[PAGE EXTRACT]:
Understanding Test Results 

The convention for reporting mtDNA results is not difficult, but it requires some explanation:

The lab compares test results to the Cambridge Reference Series (CRS). The reference series is arbitrary. It is the mtDNA sequence for the first person whose mtDNA was analyzed, not the original sequence for homo sapiens.

Locations on the DNA molecule are numbered. As a shorthand, the lab uses location numbers, then adds the abbreviation for the nucleotide at each location. The nucleotides are abbreviated as A (adenine), T (thymine), C (cytosine) and G (guanine). For example, in this shorthand 16270T means the nucleotide at location number 16,270 is thymine.

Each nucleotide can only appear with its complement, so the lab reports only one nucleotide at each location. For example, 16270T means that the nucleotide at location number 16,270 is thymine, which is understood to be one side of a base pair composed of thymine and its complement adenine.

The lab reports only differences from the Cambridge Reference Series. If the result at a particular location matches the reference series, it is not reported. If it is different from the series, it is reported. For example, a test result of 16270T means the test sample matches the reference series, except at location number 16,270. The reference series has a cytosine/guanine base pair at this location, but the test subject has thymine/adenine.

My mtDNA Test Results

The test results are:

16270T 16292A 16298C 00072C 00195C 00263G 00309.1C 00315.1C (Haplogroup V)

These codes are shorthand for the mutations in my individual family line. The three numbers mean that my mtDNA matches the standard reference series, except at those locations. The letters indicate the difference. The reference series has 16270C (cytosine/guanine), 16292C (cytosine/guanine) and 16298T (thymine/adenine). In my mtDNA, those locations are 16270T (thymine/adenine), 16292A (adenine/thymine) and 16298C (cytosine/guanine). Only the left-hand nucleotide of the base pair is reported, because its complement can be assumed.

Haplogroup Assignment

I belong to Haplogroup V2, although that was not clear initially. I had my mtDNA tested by Oxford Ancestors in 1999. They got it wrong. The error came to light in 2007 when I was re-tested at Family Tree DNA.

Based on my (erroneous) test results, Oxford Ancestors (1999) predicted that I belong to Haplogroup U5b. Their prediction was problematic. Both Haplogroups H and U match the reference series at HVR-1. To distinguish between them, HVR-2 must be tested. I was tested only at HVR-1. Nevertheless, a mutation at 16270 is a defining characteristic (“motif”) of subgroup U5, so, it seemed likely that I would be U5. (Not U5b — I do not have a mutation at 16189, which is the motif for U5b). (See Macaulay, Table of Haplogroup Motifs).

[WORK TO COMPLETE]:
In the mtDNA passage, rewrite everything from "Haplogroup Assignment" down to "of Haplogroup Motifs).", putting "the original lab" in place of "Oxford Ancestors" each time it occurs. Use only the mtDNA passage when working out each answer.

[MATERIAL SHOWN]:
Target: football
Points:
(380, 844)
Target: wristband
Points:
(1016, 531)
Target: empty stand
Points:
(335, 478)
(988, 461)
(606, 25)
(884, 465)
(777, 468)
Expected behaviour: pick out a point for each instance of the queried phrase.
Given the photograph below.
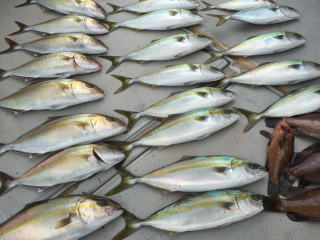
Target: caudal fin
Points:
(131, 116)
(222, 18)
(126, 82)
(252, 117)
(132, 225)
(12, 45)
(116, 61)
(22, 28)
(5, 181)
(127, 180)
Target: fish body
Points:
(55, 65)
(51, 95)
(62, 132)
(82, 7)
(278, 73)
(66, 218)
(163, 20)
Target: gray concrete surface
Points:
(142, 200)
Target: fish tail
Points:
(5, 183)
(222, 18)
(22, 28)
(252, 117)
(126, 82)
(115, 8)
(131, 116)
(132, 225)
(115, 60)
(127, 180)
(12, 46)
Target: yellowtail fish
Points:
(55, 65)
(298, 102)
(51, 95)
(66, 218)
(146, 6)
(70, 165)
(72, 42)
(199, 212)
(197, 174)
(164, 49)
(186, 101)
(190, 126)
(261, 15)
(61, 132)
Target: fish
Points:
(190, 126)
(66, 218)
(280, 152)
(277, 73)
(54, 65)
(199, 212)
(168, 48)
(300, 101)
(197, 174)
(81, 7)
(261, 15)
(51, 95)
(265, 44)
(173, 76)
(238, 5)
(203, 97)
(61, 132)
(72, 42)
(66, 24)
(161, 20)
(147, 6)
(70, 165)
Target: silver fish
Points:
(66, 218)
(51, 95)
(55, 65)
(197, 174)
(155, 5)
(238, 5)
(261, 15)
(298, 102)
(82, 7)
(204, 97)
(277, 73)
(72, 42)
(66, 24)
(164, 49)
(161, 20)
(264, 44)
(199, 212)
(61, 132)
(70, 165)
(191, 126)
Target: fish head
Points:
(95, 208)
(93, 44)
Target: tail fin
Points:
(132, 225)
(5, 181)
(28, 2)
(12, 45)
(127, 180)
(126, 82)
(222, 18)
(115, 8)
(252, 117)
(116, 61)
(131, 116)
(22, 28)
(208, 6)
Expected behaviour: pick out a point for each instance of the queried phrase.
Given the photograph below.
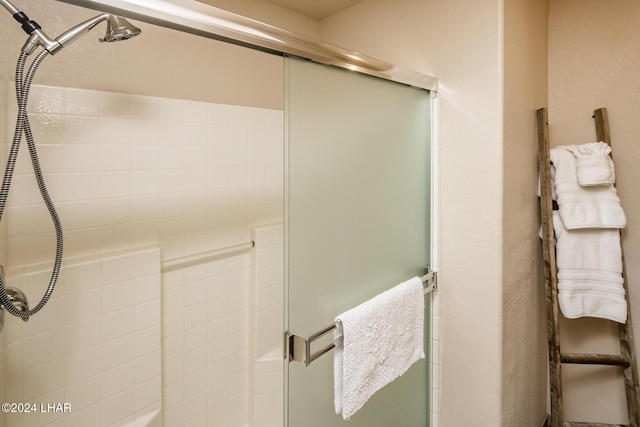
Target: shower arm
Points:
(39, 37)
(36, 35)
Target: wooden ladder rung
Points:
(595, 359)
(583, 424)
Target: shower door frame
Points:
(207, 21)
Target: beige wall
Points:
(489, 90)
(594, 58)
(524, 317)
(162, 63)
(490, 87)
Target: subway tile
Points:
(80, 102)
(116, 407)
(147, 341)
(147, 367)
(46, 99)
(147, 394)
(116, 380)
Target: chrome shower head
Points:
(118, 29)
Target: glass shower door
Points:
(356, 224)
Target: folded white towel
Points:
(594, 166)
(590, 282)
(376, 342)
(583, 207)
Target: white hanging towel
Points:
(594, 166)
(376, 342)
(583, 207)
(590, 282)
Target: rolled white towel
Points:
(594, 166)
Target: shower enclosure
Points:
(227, 226)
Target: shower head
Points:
(118, 29)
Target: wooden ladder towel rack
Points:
(627, 357)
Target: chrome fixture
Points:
(13, 300)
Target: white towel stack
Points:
(376, 342)
(588, 252)
(594, 165)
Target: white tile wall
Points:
(205, 344)
(267, 326)
(127, 171)
(3, 149)
(95, 346)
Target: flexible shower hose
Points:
(23, 84)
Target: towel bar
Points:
(299, 348)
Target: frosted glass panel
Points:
(356, 223)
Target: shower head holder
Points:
(118, 29)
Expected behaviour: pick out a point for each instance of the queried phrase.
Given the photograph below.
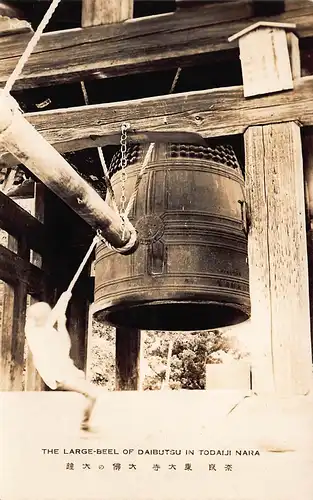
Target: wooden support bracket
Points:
(265, 60)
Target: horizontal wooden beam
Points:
(19, 223)
(14, 270)
(208, 113)
(19, 137)
(137, 45)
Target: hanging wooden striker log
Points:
(21, 139)
(190, 271)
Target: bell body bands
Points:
(190, 270)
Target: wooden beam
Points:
(17, 222)
(97, 12)
(14, 269)
(179, 117)
(127, 356)
(278, 264)
(116, 49)
(26, 144)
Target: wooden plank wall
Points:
(20, 278)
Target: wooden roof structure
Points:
(128, 63)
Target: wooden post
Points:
(278, 263)
(33, 381)
(127, 359)
(22, 140)
(307, 146)
(96, 12)
(128, 341)
(13, 322)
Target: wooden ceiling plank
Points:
(207, 113)
(99, 12)
(134, 46)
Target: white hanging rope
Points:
(30, 47)
(83, 263)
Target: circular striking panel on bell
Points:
(190, 269)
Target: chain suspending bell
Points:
(190, 270)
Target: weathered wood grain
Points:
(209, 113)
(22, 140)
(265, 61)
(17, 222)
(278, 262)
(14, 269)
(97, 12)
(138, 45)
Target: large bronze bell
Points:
(190, 270)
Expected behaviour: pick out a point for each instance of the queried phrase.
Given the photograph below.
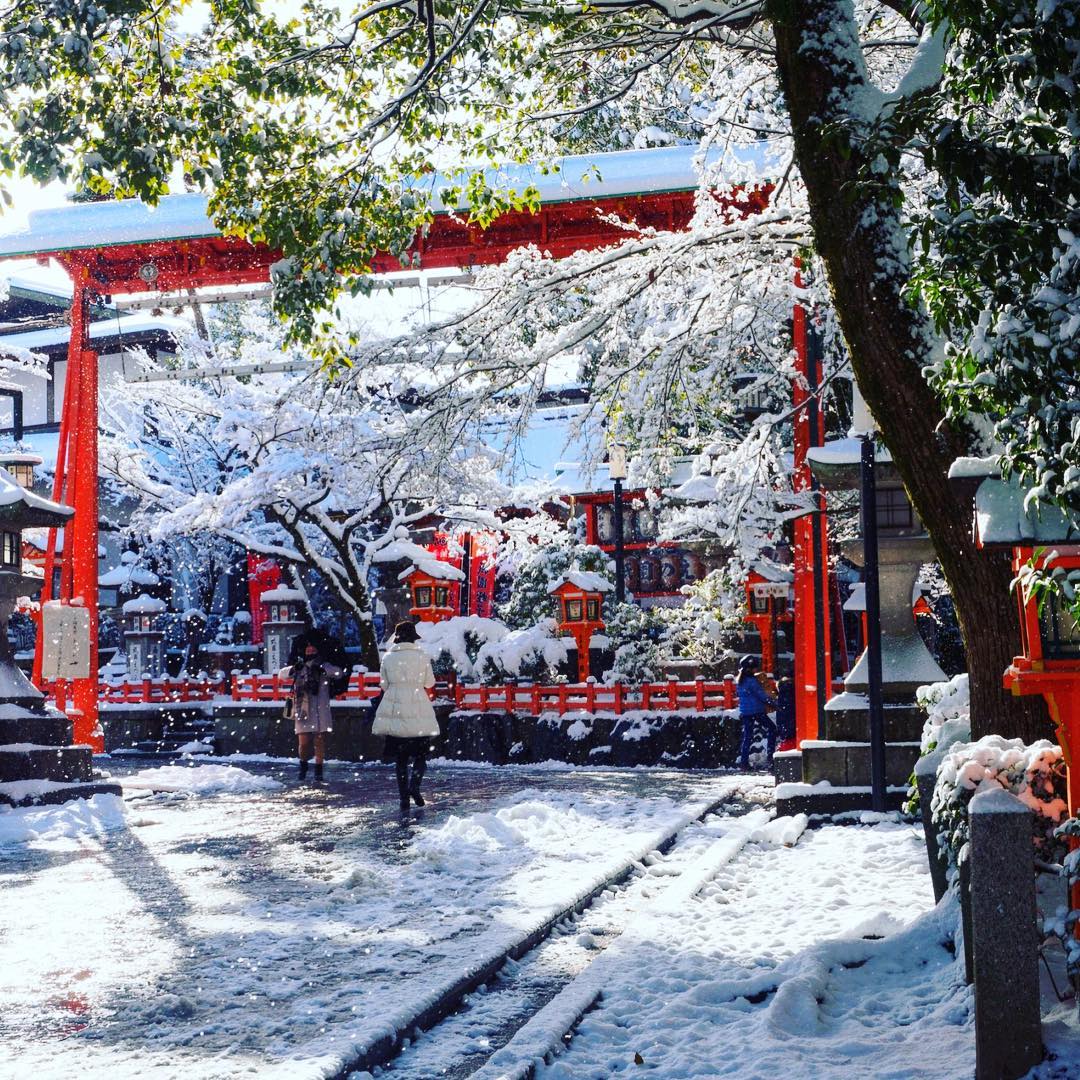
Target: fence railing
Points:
(671, 696)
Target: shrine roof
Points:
(574, 178)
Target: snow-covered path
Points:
(274, 932)
(821, 960)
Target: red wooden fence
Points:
(698, 696)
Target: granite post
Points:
(1008, 1024)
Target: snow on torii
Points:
(127, 247)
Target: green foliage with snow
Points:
(640, 638)
(530, 599)
(1035, 773)
(711, 621)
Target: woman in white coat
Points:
(405, 715)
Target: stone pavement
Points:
(273, 932)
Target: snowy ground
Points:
(275, 930)
(244, 926)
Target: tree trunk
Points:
(860, 239)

[ANSWER TO THE EXERCISE]:
Haplogroup Assignment

I belong to Haplogroup V2, although that was not clear initially. I had my mtDNA tested by the original lab in 1999. They got it wrong. The error came to light in 2007 when I was re-tested at Family Tree DNA.

Based on my (erroneous) test results, the original lab (1999) predicted that I belong to Haplogroup U5b. Their prediction was problematic. Both Haplogroups H and U match the reference series at HVR-1. To distinguish between them, HVR-2 must be tested. I was tested only at HVR-1. Nevertheless, a mutation at 16270 is a defining characteristic (“motif”) of subgroup U5, so, it seemed likely that I would be U5. (Not U5b — I do not have a mutation at 16189, which is the motif for U5b). (See Macaulay, Table of Haplogroup Motifs).